- What to work on -
Please gather every line below that contains the word "foot" and copy each one in full.

- Data to use -

++++++

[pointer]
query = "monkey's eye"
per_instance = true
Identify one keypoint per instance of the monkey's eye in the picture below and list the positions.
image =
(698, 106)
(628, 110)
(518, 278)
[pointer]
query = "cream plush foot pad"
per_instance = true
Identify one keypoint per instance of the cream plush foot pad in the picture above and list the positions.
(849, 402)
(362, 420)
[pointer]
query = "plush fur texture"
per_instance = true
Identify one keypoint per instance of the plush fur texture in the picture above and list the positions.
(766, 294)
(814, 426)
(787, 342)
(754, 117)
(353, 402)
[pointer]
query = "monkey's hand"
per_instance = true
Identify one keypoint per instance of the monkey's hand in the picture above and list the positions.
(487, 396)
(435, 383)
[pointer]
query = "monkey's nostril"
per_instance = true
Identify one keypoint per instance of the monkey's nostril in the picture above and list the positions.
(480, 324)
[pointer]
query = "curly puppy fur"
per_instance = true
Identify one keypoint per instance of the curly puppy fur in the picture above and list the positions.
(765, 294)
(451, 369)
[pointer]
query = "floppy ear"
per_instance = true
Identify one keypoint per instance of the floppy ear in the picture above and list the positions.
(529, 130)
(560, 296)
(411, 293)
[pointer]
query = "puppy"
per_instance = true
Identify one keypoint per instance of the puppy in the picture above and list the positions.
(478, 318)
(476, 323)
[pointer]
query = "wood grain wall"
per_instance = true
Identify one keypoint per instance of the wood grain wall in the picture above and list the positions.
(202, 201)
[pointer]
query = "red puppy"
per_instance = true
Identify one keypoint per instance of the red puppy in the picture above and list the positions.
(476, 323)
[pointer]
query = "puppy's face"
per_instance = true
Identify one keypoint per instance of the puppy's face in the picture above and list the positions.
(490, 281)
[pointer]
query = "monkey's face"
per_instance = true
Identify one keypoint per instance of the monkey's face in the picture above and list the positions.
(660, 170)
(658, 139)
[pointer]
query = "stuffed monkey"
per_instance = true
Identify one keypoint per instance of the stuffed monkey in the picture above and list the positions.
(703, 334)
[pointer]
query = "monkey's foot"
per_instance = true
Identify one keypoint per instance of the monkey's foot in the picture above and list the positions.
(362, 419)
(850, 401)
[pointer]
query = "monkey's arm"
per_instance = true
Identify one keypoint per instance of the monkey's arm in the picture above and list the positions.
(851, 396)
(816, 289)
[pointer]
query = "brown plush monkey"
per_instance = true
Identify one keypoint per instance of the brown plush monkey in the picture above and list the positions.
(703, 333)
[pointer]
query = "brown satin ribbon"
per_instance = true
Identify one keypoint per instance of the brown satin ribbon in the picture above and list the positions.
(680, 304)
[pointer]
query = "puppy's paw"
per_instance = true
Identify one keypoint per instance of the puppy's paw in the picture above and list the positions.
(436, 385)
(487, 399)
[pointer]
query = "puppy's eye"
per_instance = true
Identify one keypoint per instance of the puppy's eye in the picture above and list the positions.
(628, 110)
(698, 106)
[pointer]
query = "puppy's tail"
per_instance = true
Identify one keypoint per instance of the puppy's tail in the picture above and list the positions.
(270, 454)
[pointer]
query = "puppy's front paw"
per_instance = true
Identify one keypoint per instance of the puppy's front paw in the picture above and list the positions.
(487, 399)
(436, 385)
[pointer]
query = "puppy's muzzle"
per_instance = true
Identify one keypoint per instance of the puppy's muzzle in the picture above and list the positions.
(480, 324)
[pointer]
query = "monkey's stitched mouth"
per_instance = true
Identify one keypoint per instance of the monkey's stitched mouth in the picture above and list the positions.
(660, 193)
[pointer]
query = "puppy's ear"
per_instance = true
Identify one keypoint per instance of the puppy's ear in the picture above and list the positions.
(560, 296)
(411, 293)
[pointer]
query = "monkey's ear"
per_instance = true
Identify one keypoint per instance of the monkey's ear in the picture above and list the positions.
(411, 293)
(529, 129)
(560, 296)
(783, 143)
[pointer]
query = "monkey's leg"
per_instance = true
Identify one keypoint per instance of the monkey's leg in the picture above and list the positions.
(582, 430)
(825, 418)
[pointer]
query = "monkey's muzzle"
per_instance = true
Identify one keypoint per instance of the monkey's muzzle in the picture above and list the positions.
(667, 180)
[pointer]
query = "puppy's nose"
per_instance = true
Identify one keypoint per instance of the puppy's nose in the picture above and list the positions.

++++++

- Result for this task -
query = "cream plush foot pad"
Identify one keypoint per instance of the cream plush foot pad in the picture above and list the positions.
query = "monkey's foot"
Identify one keypoint per instance of the monkey's foot in the picture above and list the positions.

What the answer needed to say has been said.